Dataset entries
☆ ☆ ☆ ☆ ☆

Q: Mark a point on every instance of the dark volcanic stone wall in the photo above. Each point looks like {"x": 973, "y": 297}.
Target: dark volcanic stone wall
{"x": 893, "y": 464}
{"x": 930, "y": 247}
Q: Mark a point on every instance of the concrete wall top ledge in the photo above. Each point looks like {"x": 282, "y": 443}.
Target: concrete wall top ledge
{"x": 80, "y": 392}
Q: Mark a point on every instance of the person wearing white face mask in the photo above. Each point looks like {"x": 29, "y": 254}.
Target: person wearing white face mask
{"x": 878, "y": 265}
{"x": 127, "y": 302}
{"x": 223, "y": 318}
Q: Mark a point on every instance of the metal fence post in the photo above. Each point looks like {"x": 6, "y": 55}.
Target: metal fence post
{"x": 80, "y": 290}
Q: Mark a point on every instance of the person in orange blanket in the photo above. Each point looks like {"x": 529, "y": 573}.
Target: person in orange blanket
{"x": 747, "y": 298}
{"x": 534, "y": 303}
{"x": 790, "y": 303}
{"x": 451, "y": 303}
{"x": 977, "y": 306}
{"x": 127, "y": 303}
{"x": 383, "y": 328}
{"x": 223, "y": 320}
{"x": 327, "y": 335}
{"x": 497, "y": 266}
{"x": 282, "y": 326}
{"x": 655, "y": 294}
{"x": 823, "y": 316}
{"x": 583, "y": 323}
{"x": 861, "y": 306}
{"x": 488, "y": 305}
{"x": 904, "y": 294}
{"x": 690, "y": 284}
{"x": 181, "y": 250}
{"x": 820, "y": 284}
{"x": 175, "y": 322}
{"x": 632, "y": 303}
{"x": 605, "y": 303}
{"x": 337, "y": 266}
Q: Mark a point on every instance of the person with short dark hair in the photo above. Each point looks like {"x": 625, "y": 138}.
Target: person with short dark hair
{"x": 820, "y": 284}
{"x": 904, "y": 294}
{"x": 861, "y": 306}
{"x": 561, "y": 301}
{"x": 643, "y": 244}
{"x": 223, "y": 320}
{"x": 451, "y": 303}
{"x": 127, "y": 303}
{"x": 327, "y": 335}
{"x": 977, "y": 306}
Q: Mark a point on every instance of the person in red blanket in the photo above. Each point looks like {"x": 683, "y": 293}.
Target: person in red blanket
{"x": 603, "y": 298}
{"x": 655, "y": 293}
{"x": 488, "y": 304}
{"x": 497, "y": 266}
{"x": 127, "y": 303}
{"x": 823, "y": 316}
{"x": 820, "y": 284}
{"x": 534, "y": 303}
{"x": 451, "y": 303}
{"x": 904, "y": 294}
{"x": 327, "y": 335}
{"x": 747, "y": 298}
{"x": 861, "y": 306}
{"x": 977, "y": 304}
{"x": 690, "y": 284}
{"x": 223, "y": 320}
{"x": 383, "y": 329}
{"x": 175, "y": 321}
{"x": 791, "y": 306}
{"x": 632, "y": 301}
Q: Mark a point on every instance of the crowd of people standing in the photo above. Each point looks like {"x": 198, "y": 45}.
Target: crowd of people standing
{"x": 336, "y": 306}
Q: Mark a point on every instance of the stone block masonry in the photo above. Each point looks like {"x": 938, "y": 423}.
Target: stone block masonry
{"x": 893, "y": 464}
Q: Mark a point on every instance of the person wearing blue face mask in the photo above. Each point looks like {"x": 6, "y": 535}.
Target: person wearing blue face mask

☆ ☆ ☆ ☆ ☆

EXERCISE GOAL:
Word for word, restate the lines above.

THE COMPLETED TASK:
Q: Mark a point on every instance of the dark volcanic stone wall in the photo above. Each point looks like {"x": 973, "y": 297}.
Target: dark volcanic stone wall
{"x": 893, "y": 464}
{"x": 930, "y": 247}
Q: Mark a point on every instance of the concrete wall top ledge in the photo above. Each point looks like {"x": 282, "y": 443}.
Target: concrete wall top ledge
{"x": 80, "y": 392}
Q: Mark a point on every instance of the person wearing white face mask in the photo above. Each point looks like {"x": 29, "y": 254}.
Target: person wearing white face mask
{"x": 878, "y": 265}
{"x": 127, "y": 302}
{"x": 223, "y": 318}
Q: Mark a point on every instance of the metal fence post in the photo above. Each point looks like {"x": 6, "y": 55}.
Target: metal fence post
{"x": 80, "y": 290}
Q: Mark a point on every instance of the person in orange blanket in the photo above. Each point looks like {"x": 529, "y": 573}.
Target: person in orange blanket
{"x": 747, "y": 298}
{"x": 534, "y": 303}
{"x": 790, "y": 303}
{"x": 451, "y": 303}
{"x": 977, "y": 306}
{"x": 127, "y": 303}
{"x": 383, "y": 328}
{"x": 223, "y": 320}
{"x": 327, "y": 335}
{"x": 497, "y": 266}
{"x": 282, "y": 326}
{"x": 655, "y": 294}
{"x": 823, "y": 316}
{"x": 583, "y": 323}
{"x": 861, "y": 306}
{"x": 488, "y": 305}
{"x": 904, "y": 294}
{"x": 690, "y": 284}
{"x": 181, "y": 250}
{"x": 820, "y": 284}
{"x": 175, "y": 322}
{"x": 632, "y": 303}
{"x": 605, "y": 303}
{"x": 337, "y": 266}
Q: Mark a point on every instance of the person with short dark hair in the photo above. Each point looks like {"x": 625, "y": 138}.
Target: person with short dark hair
{"x": 820, "y": 284}
{"x": 904, "y": 294}
{"x": 861, "y": 306}
{"x": 561, "y": 301}
{"x": 643, "y": 244}
{"x": 223, "y": 320}
{"x": 451, "y": 303}
{"x": 127, "y": 303}
{"x": 327, "y": 335}
{"x": 977, "y": 306}
Q: Mark a point on every instance of the person in red blanket in the photo above. Each point looks like {"x": 683, "y": 293}.
Target: person in red blanket
{"x": 603, "y": 298}
{"x": 655, "y": 293}
{"x": 488, "y": 304}
{"x": 497, "y": 266}
{"x": 127, "y": 303}
{"x": 823, "y": 316}
{"x": 820, "y": 284}
{"x": 534, "y": 303}
{"x": 451, "y": 303}
{"x": 904, "y": 294}
{"x": 327, "y": 335}
{"x": 747, "y": 298}
{"x": 861, "y": 306}
{"x": 977, "y": 304}
{"x": 690, "y": 284}
{"x": 223, "y": 320}
{"x": 383, "y": 329}
{"x": 175, "y": 321}
{"x": 791, "y": 306}
{"x": 632, "y": 301}
Q: Mark a point on every instance of the crowd of people standing in the photo above. Each point looks like {"x": 198, "y": 45}.
Target: crowd of people standing
{"x": 336, "y": 306}
Q: Mark a point on every instance of the stone block masonry in the photo above. Each point looks like {"x": 938, "y": 423}.
Target: stone block masonry
{"x": 893, "y": 464}
Q: Mark a point on every instance of the person wearing blue face mask in the photo above. Each point looks like {"x": 6, "y": 535}.
Target: person wearing blue face mask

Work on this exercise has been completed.